◆ **Exercise**
Pick out every line of the records below that contains the string "hand", matching case exactly, and copy each one.
** Begin Materials provided **
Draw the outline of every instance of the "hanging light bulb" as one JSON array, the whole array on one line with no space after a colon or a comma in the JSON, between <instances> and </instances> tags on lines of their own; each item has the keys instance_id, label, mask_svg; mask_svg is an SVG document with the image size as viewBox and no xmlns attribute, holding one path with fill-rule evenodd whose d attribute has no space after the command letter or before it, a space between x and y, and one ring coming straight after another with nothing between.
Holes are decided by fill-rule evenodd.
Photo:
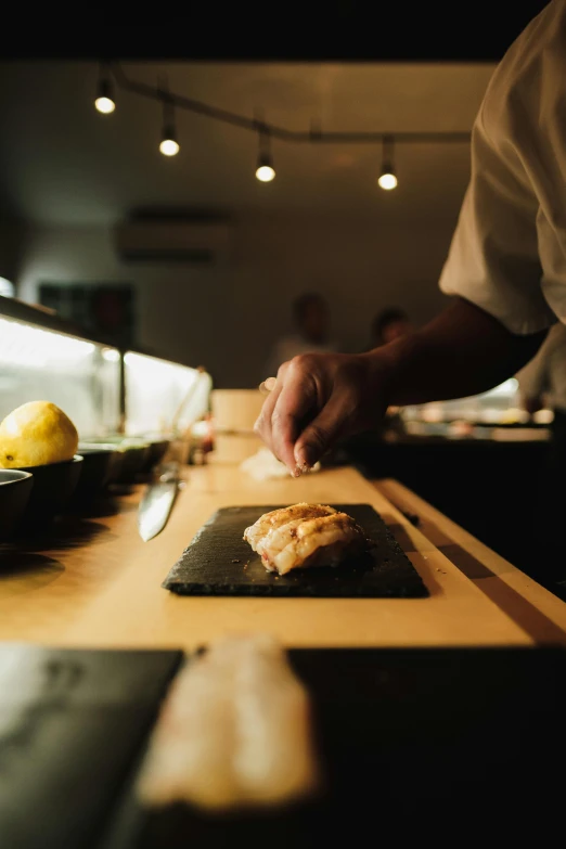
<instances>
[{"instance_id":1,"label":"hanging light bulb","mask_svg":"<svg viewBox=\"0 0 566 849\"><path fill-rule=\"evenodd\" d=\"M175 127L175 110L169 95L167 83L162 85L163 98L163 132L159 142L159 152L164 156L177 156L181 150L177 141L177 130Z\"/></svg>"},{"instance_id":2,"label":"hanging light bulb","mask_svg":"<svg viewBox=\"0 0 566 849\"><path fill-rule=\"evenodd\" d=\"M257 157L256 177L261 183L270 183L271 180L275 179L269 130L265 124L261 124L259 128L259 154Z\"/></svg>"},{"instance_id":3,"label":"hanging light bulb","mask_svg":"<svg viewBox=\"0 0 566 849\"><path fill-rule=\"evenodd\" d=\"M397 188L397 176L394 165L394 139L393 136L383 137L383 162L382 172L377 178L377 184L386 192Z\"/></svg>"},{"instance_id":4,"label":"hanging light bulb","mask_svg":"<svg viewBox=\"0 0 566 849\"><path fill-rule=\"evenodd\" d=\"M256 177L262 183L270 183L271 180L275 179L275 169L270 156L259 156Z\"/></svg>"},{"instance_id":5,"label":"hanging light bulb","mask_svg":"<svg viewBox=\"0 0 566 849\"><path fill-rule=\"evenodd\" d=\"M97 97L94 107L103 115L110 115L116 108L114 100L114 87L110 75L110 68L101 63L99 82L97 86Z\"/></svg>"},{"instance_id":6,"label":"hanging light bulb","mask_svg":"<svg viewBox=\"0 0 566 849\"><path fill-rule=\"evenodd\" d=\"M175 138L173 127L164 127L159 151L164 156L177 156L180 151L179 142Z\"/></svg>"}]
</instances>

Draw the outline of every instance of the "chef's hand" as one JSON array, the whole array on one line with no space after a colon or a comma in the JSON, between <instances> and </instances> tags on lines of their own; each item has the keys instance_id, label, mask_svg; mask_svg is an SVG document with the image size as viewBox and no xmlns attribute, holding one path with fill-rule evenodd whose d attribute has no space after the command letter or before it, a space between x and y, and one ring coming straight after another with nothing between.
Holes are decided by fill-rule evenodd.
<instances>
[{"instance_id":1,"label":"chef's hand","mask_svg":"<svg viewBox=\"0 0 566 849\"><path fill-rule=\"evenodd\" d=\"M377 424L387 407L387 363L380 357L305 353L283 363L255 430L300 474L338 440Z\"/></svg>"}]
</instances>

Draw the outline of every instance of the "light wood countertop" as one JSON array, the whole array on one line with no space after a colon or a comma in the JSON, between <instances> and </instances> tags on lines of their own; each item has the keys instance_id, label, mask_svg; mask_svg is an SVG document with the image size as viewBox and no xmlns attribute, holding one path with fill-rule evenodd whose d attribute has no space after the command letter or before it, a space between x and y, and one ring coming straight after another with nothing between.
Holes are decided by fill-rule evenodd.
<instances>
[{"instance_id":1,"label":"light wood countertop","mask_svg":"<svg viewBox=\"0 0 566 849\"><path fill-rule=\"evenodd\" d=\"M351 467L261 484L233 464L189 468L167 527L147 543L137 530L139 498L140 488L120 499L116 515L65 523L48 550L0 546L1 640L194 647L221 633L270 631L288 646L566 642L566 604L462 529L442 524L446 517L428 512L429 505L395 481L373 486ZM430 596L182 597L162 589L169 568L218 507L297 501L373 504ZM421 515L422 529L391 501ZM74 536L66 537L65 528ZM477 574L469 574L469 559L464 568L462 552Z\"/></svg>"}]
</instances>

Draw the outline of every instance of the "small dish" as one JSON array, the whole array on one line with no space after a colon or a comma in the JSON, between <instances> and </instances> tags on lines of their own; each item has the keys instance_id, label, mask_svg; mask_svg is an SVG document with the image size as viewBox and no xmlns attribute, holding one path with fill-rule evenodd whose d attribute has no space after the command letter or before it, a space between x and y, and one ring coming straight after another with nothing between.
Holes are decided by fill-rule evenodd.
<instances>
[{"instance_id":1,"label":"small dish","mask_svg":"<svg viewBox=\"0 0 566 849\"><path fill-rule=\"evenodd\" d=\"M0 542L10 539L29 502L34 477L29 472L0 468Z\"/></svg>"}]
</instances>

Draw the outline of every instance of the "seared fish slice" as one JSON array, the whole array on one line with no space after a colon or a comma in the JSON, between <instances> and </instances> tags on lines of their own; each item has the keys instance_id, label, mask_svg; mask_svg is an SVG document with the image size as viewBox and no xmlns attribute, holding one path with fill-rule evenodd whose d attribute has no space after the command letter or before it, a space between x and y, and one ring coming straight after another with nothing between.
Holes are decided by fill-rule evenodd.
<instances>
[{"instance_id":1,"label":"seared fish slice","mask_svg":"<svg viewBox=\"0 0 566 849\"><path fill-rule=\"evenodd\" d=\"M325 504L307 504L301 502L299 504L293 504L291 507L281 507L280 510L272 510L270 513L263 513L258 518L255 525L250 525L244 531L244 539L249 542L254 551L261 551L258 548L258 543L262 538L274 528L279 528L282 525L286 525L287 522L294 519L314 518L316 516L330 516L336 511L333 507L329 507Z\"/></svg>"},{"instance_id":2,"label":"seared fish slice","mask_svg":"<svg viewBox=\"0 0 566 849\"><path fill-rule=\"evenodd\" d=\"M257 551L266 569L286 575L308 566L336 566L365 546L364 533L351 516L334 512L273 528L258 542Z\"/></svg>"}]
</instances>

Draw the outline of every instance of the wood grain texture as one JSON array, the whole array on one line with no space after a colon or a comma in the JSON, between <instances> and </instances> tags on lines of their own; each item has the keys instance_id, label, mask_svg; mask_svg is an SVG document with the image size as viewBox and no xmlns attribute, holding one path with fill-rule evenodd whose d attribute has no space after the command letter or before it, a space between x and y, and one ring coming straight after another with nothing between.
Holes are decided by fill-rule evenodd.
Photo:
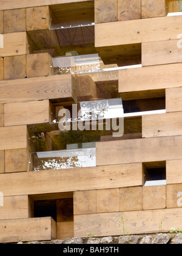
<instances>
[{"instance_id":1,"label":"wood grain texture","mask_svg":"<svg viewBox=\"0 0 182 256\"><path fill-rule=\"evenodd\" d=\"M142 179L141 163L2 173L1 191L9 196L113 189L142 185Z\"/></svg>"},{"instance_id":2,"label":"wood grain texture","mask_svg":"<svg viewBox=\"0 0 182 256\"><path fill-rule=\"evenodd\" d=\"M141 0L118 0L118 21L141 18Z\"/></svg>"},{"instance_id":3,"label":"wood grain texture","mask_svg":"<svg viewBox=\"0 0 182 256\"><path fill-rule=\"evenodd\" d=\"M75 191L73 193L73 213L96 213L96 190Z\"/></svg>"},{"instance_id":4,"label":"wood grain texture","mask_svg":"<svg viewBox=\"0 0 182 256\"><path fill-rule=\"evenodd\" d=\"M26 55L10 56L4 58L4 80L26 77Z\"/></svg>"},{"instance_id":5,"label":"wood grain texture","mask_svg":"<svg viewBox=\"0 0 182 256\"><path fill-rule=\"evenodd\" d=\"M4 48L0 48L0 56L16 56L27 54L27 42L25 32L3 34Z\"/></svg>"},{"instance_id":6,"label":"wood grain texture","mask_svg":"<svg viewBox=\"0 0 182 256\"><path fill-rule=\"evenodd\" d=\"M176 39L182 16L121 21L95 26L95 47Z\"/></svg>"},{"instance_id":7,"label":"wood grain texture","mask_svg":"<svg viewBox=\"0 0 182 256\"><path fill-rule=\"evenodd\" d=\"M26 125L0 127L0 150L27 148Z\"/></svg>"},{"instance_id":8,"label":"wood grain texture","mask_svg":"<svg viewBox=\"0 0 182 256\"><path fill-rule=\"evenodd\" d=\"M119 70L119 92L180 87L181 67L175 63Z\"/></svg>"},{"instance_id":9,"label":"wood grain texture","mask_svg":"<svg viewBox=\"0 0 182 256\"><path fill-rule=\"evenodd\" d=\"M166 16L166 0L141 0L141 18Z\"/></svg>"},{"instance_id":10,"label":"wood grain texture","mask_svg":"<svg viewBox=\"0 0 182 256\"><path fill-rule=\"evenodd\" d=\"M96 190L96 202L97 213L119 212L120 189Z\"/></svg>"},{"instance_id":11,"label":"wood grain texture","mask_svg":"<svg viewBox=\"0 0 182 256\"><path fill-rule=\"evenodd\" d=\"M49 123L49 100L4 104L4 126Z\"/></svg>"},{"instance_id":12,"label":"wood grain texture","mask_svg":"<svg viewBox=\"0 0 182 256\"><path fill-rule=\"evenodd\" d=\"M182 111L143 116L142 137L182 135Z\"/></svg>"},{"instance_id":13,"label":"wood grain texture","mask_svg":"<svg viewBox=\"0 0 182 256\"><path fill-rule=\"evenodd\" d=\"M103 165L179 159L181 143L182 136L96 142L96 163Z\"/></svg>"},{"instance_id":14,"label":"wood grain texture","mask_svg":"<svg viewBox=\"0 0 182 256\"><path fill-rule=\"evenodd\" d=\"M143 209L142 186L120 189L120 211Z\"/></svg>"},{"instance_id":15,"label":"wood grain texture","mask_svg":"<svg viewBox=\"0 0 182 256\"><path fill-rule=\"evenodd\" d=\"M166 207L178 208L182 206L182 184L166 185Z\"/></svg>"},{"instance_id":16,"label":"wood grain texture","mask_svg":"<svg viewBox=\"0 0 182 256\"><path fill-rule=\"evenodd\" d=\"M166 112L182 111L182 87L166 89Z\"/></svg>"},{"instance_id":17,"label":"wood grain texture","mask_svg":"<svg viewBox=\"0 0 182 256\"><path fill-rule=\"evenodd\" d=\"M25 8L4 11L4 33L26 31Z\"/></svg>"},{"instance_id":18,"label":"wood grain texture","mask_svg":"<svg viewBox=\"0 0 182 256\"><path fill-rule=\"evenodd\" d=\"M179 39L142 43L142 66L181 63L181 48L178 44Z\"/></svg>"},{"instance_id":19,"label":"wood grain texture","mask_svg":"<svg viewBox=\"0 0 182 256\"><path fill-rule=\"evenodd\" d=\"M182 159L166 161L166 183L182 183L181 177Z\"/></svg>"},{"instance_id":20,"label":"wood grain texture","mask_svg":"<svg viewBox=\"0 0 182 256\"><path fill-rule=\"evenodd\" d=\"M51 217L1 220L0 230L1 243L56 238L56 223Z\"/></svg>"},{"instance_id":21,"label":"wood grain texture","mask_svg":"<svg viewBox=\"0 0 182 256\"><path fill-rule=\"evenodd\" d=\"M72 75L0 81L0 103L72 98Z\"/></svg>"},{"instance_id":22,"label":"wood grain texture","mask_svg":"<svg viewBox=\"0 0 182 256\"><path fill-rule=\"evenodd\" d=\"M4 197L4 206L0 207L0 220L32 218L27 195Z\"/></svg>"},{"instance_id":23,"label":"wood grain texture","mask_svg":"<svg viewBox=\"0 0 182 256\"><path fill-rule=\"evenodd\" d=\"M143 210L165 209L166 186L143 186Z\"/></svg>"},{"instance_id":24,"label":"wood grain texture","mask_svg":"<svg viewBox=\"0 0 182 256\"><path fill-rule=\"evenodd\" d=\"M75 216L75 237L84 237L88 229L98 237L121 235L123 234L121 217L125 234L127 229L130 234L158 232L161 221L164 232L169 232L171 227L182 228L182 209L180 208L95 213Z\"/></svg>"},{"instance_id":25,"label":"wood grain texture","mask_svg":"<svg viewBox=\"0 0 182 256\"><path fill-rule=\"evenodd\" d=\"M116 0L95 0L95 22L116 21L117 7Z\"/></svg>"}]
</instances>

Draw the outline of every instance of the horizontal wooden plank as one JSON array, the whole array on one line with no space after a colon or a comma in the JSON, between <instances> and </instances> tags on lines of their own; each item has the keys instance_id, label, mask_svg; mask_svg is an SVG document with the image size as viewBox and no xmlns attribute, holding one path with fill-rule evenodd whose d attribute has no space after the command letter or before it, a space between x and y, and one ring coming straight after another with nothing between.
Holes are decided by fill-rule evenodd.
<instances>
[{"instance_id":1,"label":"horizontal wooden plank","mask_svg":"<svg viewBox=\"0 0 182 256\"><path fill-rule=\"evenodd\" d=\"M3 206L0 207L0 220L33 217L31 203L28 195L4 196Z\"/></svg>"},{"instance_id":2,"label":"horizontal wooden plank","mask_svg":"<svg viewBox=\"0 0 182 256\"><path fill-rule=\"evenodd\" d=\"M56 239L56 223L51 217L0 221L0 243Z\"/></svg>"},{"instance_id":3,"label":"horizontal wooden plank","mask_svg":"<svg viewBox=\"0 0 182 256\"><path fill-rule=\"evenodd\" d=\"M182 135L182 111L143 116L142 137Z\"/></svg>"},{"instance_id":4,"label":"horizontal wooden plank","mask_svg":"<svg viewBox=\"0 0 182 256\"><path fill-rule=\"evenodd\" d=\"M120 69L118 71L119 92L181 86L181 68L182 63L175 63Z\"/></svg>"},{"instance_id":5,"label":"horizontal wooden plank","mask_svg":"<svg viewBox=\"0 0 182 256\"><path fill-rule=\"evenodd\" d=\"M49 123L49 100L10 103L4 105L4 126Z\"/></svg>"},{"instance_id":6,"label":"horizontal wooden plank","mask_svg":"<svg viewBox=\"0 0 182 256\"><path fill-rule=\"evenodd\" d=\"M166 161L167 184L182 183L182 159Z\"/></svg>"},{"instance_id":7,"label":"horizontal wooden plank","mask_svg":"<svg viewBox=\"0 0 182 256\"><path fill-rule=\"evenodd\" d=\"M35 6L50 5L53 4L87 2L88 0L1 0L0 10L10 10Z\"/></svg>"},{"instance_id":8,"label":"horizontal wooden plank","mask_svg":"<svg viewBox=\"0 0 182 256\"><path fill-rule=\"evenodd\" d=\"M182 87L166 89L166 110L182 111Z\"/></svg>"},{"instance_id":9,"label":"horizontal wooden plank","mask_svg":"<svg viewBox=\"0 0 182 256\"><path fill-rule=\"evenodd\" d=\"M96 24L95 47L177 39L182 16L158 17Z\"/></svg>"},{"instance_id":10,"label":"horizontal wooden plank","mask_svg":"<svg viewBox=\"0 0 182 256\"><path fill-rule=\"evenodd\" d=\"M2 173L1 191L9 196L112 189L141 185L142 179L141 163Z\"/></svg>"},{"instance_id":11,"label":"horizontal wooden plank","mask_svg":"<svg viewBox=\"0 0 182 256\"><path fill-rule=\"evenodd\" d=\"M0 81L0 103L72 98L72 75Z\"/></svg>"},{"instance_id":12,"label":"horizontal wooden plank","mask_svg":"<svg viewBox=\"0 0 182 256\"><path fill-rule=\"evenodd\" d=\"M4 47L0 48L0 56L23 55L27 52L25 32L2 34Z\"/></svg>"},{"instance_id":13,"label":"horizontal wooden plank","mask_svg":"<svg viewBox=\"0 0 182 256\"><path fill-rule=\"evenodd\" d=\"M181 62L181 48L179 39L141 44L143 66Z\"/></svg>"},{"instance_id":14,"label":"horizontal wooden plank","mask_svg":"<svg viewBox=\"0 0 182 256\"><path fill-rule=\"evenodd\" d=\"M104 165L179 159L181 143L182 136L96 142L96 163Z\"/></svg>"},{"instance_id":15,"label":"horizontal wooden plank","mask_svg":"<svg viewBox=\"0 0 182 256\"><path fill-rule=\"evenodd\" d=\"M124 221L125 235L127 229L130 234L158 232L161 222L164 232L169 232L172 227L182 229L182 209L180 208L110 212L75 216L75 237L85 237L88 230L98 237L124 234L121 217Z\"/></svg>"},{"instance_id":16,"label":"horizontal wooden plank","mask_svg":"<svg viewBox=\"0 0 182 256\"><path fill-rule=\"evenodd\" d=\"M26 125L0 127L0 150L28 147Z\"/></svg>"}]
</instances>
** End Materials provided **
◆ **Solution for this problem**
Draw the outline of every instance of the "chef's hand" as one JSON array, the whole array on one line with no space after a colon or a comma in the JSON, between <instances> and </instances> tags on lines of their own; each item has the keys instance_id, label, mask_svg; mask_svg is an SVG document with the image size as viewBox and no xmlns attribute, holding one path with fill-rule evenodd whose d attribute has no space after the command letter or before it, a space between x and y, and one ring coming straight after another with nothing between.
[{"instance_id":1,"label":"chef's hand","mask_svg":"<svg viewBox=\"0 0 566 849\"><path fill-rule=\"evenodd\" d=\"M377 424L387 407L387 363L380 357L305 353L283 363L255 430L300 474L338 440Z\"/></svg>"}]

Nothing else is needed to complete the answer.